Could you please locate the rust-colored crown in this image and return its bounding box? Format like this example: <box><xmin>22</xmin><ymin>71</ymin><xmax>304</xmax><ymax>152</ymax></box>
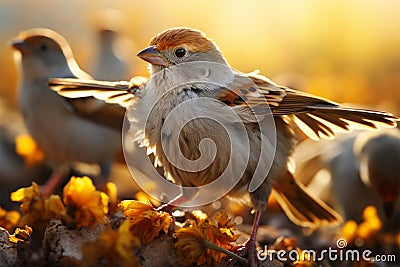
<box><xmin>150</xmin><ymin>28</ymin><xmax>214</xmax><ymax>52</ymax></box>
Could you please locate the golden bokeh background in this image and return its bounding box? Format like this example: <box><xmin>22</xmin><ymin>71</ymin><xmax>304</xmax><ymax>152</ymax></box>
<box><xmin>0</xmin><ymin>0</ymin><xmax>400</xmax><ymax>114</ymax></box>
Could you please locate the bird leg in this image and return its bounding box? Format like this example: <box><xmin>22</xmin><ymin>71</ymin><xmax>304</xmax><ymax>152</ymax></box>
<box><xmin>233</xmin><ymin>209</ymin><xmax>262</xmax><ymax>267</ymax></box>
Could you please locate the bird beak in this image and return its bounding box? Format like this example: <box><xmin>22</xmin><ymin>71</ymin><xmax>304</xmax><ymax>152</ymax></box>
<box><xmin>137</xmin><ymin>45</ymin><xmax>168</xmax><ymax>66</ymax></box>
<box><xmin>9</xmin><ymin>38</ymin><xmax>28</xmax><ymax>53</ymax></box>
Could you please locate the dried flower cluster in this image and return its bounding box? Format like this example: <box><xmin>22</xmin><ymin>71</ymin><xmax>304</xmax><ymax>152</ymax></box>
* * * * * * *
§ WRITTEN EXERCISE:
Give the lines above as a Markdown table with a "No." column numbering each row and a "Text" column holding the line. Skip any blank lines, and leave the pictures out.

§ OUTPUT FOR THIS TASK:
| No. | Text |
|---|---|
| 1 | Could you please locate the rust-colored crown in this image and return its bounding box? Format like this example: <box><xmin>22</xmin><ymin>71</ymin><xmax>304</xmax><ymax>152</ymax></box> |
| 2 | <box><xmin>150</xmin><ymin>28</ymin><xmax>214</xmax><ymax>52</ymax></box> |
| 3 | Could you please locate the golden bokeh background in this image and return its bounding box? Format like this example: <box><xmin>22</xmin><ymin>71</ymin><xmax>304</xmax><ymax>152</ymax></box> |
| 4 | <box><xmin>0</xmin><ymin>0</ymin><xmax>400</xmax><ymax>114</ymax></box> |
| 5 | Could you please locate the bird leg in this image and return its bounding box? Format like this example: <box><xmin>22</xmin><ymin>71</ymin><xmax>304</xmax><ymax>152</ymax></box> |
| 6 | <box><xmin>233</xmin><ymin>209</ymin><xmax>262</xmax><ymax>267</ymax></box> |
| 7 | Could you please locate the bird beak in this image and return its bounding box? Format like this example: <box><xmin>22</xmin><ymin>71</ymin><xmax>304</xmax><ymax>152</ymax></box> |
| 8 | <box><xmin>137</xmin><ymin>45</ymin><xmax>168</xmax><ymax>66</ymax></box> |
| 9 | <box><xmin>9</xmin><ymin>38</ymin><xmax>28</xmax><ymax>53</ymax></box> |
| 10 | Could you please locate the dried flower cluster in this image and return its bounding box? Format like this example: <box><xmin>22</xmin><ymin>71</ymin><xmax>304</xmax><ymax>152</ymax></box> |